* **WHAT TO PRODUCE**: In the lines below, change "visible shelves" to "visible racks" wherever it occurs and keep everything else the same. Leave the pictures out of your answer.

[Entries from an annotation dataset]
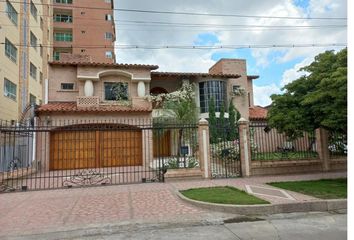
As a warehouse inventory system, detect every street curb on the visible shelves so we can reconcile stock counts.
[175,191,347,215]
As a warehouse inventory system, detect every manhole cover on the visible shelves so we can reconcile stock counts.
[246,185,295,200]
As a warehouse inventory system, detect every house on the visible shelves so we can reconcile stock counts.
[37,59,258,170]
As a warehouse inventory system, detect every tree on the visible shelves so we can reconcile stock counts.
[227,99,241,141]
[209,97,218,143]
[148,82,198,162]
[268,48,347,140]
[218,102,227,141]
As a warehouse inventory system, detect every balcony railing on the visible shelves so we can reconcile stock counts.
[53,15,73,23]
[54,33,73,42]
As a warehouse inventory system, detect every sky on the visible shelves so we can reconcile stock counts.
[114,0,347,106]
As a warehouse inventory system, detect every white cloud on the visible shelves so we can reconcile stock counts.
[115,0,347,106]
[280,58,314,87]
[115,0,347,71]
[253,84,281,106]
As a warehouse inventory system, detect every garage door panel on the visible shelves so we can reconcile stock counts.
[50,127,142,170]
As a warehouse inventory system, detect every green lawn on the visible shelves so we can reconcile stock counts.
[252,152,318,161]
[268,178,347,199]
[181,186,269,205]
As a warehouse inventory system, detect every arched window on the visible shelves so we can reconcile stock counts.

* **SOLUTION TO THIS PROBLEM**:
As a warehouse inventory system, detect every street curb on the visible racks so we can reconcile stock counts.
[175,191,347,215]
As a warehouse inventory system, detect every manhole cover on the visible racks so we can reconcile stock counts.
[246,185,295,200]
As a warehouse inventory system, detect every house on the visible racks so we can reconcile stock counts.
[37,59,258,170]
As a warehouse inventory system, detect every tree on the visible racks so we can reconcile stock counts.
[227,99,241,141]
[209,97,218,143]
[148,82,198,162]
[268,48,347,140]
[218,102,227,141]
As a warehouse inventory system, detect every balcony railing on the visible racks so we can reconcile stock counts.
[53,15,73,23]
[54,33,73,42]
As a warehouse inventory system, detect every sky on the visible racks so we can reconcile stock counts.
[114,0,347,106]
As a warehouse inventory system, detect every white cloud on the visible racks so we can reconcile stock counts.
[115,0,347,106]
[280,58,314,87]
[115,0,347,71]
[253,84,281,106]
As a warehouse inventory system, detect every garage door panel on the visible racks so we can reconcile stock counts.
[50,127,142,170]
As a warehouse inventory system, detect every green lawn on the visible racks so we can reconcile stock counts.
[252,152,318,161]
[268,178,347,199]
[181,186,269,205]
As a warehouse inventory system, detect every arched window on the visible racks so we can reconcile stock counts.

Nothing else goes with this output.